> [EXERCISE GOAL]:
Pull out every line of the records below that contains the string "trim", and copy each one. Case counts.

Records
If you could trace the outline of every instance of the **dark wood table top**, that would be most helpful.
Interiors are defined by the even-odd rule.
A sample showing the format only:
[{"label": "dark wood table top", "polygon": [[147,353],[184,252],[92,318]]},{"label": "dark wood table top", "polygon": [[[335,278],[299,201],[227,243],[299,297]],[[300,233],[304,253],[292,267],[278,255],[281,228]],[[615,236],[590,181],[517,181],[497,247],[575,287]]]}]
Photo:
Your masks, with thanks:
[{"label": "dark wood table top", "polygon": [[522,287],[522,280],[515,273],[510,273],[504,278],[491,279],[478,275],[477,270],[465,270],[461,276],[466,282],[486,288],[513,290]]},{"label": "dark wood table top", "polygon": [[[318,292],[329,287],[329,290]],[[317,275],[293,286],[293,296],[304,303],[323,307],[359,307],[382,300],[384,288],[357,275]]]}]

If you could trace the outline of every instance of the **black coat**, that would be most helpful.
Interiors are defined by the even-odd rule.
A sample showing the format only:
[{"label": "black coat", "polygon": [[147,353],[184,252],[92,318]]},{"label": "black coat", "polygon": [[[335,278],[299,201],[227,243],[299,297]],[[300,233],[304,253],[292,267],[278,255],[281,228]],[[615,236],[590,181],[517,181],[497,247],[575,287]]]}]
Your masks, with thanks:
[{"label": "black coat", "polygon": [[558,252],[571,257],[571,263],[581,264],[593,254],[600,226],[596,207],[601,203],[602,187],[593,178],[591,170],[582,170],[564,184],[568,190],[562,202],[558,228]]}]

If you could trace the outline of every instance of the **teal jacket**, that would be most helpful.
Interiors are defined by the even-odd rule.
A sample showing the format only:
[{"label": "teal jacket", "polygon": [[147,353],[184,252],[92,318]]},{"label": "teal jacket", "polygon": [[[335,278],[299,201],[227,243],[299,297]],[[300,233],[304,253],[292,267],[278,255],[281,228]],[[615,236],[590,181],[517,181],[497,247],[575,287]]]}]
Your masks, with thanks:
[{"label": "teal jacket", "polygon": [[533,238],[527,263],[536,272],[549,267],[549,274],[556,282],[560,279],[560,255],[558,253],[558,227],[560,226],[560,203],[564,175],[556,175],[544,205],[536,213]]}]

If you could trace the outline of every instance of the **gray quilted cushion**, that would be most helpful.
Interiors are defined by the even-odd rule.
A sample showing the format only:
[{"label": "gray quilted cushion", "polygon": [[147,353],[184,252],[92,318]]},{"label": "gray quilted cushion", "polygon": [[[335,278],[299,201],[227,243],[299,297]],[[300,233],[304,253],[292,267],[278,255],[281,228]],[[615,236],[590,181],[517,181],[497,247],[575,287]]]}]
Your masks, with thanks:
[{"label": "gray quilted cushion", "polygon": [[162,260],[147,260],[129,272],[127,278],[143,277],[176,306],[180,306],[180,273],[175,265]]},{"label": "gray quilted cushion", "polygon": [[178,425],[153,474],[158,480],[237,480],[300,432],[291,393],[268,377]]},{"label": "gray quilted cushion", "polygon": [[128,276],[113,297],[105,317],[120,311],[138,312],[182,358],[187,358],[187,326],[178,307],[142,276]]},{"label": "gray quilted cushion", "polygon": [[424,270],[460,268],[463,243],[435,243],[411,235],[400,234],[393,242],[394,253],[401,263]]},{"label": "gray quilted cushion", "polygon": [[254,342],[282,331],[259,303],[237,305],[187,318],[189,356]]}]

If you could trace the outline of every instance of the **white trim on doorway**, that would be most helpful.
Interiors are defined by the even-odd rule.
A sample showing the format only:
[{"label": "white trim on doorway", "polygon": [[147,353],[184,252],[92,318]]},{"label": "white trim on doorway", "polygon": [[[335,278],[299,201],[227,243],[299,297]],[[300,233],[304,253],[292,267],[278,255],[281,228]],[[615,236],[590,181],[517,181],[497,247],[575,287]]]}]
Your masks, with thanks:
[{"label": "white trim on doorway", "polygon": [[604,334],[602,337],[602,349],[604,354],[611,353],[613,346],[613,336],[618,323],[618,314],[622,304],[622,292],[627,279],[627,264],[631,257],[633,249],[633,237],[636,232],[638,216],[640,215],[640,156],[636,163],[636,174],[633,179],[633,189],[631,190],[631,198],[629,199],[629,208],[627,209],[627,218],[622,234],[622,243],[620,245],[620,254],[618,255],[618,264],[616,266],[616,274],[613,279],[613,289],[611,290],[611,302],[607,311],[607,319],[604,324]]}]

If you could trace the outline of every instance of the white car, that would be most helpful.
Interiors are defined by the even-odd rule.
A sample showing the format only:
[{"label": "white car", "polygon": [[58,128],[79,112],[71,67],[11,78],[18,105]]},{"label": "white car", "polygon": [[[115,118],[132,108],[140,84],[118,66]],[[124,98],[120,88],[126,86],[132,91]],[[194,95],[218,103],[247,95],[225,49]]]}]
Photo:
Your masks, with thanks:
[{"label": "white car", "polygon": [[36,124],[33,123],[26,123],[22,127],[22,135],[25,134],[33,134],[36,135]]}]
* * *
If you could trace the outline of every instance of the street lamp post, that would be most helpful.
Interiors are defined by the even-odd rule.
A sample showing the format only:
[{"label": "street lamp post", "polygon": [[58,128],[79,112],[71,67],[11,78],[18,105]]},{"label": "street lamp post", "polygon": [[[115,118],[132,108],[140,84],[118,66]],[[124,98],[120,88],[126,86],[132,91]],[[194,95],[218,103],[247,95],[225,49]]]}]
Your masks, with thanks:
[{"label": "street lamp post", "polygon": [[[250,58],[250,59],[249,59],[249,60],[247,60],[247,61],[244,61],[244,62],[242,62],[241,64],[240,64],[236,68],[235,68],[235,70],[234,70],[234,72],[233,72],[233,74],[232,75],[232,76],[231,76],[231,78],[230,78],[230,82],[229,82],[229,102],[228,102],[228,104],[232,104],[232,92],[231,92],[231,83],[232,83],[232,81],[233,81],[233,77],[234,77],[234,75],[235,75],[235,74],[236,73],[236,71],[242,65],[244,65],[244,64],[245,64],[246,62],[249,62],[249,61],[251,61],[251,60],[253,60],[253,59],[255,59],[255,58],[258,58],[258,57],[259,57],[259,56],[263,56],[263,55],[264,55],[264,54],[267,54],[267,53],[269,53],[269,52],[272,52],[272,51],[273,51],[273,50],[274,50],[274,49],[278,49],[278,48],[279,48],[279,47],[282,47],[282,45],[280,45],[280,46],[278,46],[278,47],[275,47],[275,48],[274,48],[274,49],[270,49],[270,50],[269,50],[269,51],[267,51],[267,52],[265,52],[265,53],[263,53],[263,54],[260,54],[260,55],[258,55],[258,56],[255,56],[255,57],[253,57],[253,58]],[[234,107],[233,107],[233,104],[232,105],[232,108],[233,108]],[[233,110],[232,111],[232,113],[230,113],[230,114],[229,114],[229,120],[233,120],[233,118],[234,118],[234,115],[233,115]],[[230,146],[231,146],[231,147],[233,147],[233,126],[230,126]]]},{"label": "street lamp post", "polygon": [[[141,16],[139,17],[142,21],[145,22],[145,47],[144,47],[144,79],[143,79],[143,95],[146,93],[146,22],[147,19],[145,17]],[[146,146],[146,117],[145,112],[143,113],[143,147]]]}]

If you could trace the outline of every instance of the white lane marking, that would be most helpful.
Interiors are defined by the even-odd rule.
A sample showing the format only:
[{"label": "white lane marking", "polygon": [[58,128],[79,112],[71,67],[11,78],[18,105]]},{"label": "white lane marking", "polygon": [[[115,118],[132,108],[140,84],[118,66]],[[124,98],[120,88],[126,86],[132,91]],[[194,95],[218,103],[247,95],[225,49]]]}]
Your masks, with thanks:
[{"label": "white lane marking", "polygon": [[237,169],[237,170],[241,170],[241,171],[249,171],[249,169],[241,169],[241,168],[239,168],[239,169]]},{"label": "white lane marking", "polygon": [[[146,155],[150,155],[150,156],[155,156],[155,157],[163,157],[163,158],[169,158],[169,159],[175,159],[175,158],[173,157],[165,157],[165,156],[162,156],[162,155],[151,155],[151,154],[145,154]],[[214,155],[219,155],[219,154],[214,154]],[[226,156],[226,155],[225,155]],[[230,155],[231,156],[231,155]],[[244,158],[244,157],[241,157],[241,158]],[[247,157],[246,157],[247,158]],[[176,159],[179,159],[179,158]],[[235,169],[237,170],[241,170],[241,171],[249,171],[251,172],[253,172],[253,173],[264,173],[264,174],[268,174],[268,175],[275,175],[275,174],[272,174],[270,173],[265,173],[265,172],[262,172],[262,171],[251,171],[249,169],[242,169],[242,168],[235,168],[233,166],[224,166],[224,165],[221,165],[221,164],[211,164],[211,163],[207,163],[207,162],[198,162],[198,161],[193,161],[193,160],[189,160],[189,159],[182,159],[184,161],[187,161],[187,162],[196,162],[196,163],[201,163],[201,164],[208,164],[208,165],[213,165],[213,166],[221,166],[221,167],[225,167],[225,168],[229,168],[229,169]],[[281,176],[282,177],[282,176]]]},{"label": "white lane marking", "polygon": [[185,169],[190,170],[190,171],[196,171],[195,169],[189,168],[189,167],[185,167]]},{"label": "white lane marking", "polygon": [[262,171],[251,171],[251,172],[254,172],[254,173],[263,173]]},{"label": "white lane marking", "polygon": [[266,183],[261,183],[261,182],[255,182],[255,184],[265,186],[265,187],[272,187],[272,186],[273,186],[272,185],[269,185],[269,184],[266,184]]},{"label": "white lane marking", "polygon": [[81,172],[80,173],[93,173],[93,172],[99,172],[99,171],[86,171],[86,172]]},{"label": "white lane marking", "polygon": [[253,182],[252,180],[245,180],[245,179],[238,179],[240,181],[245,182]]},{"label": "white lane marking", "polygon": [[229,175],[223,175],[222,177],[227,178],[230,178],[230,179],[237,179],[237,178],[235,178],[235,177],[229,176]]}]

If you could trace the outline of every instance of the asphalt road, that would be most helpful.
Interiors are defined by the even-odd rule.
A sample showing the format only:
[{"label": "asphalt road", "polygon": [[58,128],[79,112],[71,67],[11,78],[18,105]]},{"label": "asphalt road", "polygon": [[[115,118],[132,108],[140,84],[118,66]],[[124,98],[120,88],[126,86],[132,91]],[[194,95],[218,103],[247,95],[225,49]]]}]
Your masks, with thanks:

> [FINISHED TASK]:
If you could trace the outline of every instance of the **white trim on doorway**, that would be most helpful.
[{"label": "white trim on doorway", "polygon": [[147,353],[184,252],[92,318]]},{"label": "white trim on doorway", "polygon": [[[335,278],[299,201],[227,243],[299,297]],[[300,233],[304,253],[292,267],[278,255],[281,228]],[[615,236],[590,181],[517,181],[497,247],[575,287]]]}]
[{"label": "white trim on doorway", "polygon": [[604,334],[602,337],[602,349],[604,354],[611,353],[613,346],[613,336],[618,323],[618,314],[622,304],[622,292],[627,279],[627,264],[631,257],[633,249],[633,237],[636,232],[638,216],[640,215],[640,156],[636,163],[636,174],[633,179],[633,189],[631,190],[631,198],[629,199],[629,208],[627,209],[627,218],[622,234],[622,243],[620,245],[620,254],[618,255],[618,264],[616,266],[616,274],[613,279],[613,289],[611,290],[611,302],[607,311],[607,319],[604,324]]}]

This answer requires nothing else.